Arrange the items below, from the start of the items through the line containing "pixel 74 303", inclusive, as a two-column CSV with the columns "prompt" and "points", one row per item. Place each item's text and its answer in a single quoted field each, with line breaks replaced by spaces.

Dataset extract start

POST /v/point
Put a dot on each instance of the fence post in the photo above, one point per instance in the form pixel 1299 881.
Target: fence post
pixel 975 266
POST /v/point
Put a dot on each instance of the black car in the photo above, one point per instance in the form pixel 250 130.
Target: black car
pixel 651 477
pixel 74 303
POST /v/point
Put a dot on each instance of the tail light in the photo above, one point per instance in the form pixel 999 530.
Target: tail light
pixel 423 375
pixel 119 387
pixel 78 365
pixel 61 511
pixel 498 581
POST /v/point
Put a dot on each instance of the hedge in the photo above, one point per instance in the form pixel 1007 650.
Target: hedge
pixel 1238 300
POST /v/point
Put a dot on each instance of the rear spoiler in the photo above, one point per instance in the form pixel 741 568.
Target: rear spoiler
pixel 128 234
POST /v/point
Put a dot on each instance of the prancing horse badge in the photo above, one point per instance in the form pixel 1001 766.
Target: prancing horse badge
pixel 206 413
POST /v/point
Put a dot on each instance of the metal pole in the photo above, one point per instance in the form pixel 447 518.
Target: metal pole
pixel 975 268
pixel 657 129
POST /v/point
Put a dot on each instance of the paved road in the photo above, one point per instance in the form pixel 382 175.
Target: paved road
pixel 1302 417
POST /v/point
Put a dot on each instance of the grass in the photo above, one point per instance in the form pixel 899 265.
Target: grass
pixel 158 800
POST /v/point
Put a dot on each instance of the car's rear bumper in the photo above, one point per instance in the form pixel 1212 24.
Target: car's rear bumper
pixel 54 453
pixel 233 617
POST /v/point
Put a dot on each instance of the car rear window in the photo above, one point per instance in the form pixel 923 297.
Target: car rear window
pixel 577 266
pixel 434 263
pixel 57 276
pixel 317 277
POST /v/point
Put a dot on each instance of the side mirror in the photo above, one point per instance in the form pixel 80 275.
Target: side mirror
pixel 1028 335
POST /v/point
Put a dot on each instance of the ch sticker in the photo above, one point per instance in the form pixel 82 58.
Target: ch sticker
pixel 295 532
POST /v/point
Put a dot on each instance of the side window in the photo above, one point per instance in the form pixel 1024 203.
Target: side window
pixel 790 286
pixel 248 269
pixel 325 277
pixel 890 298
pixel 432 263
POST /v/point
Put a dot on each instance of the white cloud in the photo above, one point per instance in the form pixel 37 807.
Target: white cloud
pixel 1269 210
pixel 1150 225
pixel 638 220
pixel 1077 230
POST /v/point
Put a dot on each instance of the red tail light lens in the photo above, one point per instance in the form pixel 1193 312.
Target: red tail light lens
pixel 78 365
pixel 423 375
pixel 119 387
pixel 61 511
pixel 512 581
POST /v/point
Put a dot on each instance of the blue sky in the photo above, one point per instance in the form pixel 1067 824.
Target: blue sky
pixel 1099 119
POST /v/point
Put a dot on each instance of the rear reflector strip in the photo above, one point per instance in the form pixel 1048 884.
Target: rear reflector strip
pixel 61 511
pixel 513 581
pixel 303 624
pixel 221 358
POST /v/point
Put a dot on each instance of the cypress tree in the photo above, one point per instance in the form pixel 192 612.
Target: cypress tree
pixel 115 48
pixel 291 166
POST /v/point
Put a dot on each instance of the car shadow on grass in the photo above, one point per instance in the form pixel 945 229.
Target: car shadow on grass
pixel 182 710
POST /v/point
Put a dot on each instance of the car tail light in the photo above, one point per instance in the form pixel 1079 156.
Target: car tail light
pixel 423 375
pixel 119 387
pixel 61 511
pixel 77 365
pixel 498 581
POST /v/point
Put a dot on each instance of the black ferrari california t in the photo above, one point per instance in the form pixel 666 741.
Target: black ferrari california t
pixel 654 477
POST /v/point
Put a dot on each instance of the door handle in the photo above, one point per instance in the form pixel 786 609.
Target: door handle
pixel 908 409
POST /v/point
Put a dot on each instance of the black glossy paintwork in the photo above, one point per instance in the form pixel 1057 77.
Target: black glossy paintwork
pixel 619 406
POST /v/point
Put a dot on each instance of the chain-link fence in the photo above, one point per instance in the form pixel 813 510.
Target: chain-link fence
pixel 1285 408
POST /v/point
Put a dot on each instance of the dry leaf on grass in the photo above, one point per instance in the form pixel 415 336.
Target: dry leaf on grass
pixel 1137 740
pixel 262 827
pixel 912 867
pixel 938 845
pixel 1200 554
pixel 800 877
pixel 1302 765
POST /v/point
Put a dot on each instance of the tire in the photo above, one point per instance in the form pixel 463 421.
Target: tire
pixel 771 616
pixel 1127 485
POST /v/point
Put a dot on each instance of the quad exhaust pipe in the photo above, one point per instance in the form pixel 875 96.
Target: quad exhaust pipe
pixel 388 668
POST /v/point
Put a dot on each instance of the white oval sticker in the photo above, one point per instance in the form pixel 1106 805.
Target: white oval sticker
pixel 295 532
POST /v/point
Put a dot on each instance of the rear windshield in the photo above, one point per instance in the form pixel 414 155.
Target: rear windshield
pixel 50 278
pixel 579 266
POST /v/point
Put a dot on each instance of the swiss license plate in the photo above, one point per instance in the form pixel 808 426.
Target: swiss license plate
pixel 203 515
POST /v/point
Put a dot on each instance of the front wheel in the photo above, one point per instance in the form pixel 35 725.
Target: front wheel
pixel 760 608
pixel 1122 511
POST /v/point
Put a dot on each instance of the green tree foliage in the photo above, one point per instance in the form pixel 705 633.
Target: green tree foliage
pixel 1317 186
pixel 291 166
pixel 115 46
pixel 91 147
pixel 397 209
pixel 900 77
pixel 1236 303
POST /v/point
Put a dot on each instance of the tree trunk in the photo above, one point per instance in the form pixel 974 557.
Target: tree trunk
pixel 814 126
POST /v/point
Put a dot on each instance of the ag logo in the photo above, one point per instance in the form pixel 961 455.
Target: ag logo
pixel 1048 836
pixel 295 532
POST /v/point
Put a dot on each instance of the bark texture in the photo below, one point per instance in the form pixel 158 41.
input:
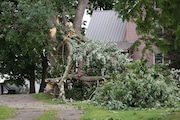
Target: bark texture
pixel 79 15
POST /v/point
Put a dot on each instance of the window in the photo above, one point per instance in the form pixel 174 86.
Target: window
pixel 158 58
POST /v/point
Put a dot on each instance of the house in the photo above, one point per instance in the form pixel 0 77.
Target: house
pixel 107 26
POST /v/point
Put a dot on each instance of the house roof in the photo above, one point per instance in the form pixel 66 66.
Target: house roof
pixel 106 26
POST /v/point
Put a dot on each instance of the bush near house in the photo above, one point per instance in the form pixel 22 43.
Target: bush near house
pixel 139 86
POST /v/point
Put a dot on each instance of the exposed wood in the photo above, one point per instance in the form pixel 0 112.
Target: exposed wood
pixel 67 71
pixel 79 15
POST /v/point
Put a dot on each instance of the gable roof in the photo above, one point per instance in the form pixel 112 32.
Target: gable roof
pixel 106 26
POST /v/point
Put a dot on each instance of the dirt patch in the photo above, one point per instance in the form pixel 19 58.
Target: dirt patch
pixel 29 108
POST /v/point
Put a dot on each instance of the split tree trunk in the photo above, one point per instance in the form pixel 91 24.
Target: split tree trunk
pixel 77 24
pixel 79 15
pixel 32 79
pixel 67 71
pixel 44 72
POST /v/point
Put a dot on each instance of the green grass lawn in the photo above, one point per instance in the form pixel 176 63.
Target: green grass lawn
pixel 91 112
pixel 6 112
pixel 99 113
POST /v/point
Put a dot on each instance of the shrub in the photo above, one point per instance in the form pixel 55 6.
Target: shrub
pixel 139 86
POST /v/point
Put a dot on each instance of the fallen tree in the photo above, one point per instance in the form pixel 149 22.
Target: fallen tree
pixel 73 53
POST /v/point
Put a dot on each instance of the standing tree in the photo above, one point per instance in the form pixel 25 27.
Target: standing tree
pixel 35 32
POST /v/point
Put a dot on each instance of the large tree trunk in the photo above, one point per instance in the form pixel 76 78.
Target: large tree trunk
pixel 44 72
pixel 67 71
pixel 78 22
pixel 32 79
pixel 79 15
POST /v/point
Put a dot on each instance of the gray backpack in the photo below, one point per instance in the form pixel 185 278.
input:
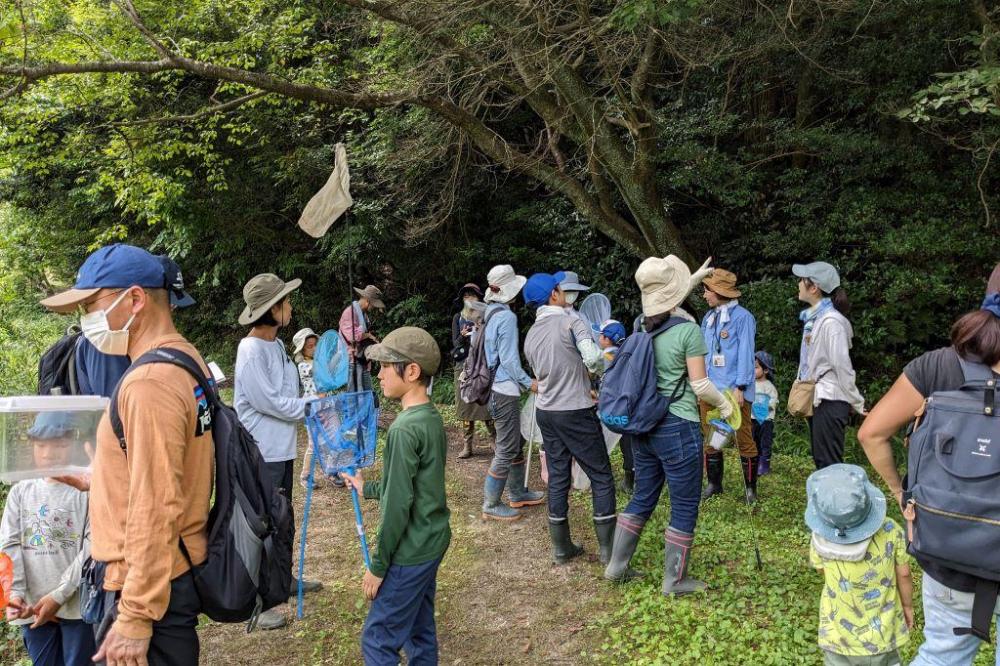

Dataset extract end

* _Written reply_
prompt,points
"POST /v/point Put a dot on each instance of the fence post in the photo above, one point per instance in the form pixel 1299 881. Target: fence post","pixel 975 266"
"POST /v/point Put a dot on each instance of the black car in the photo above, one point per instance in the form pixel 250 130. Target: black car","pixel 651 477 pixel 74 303"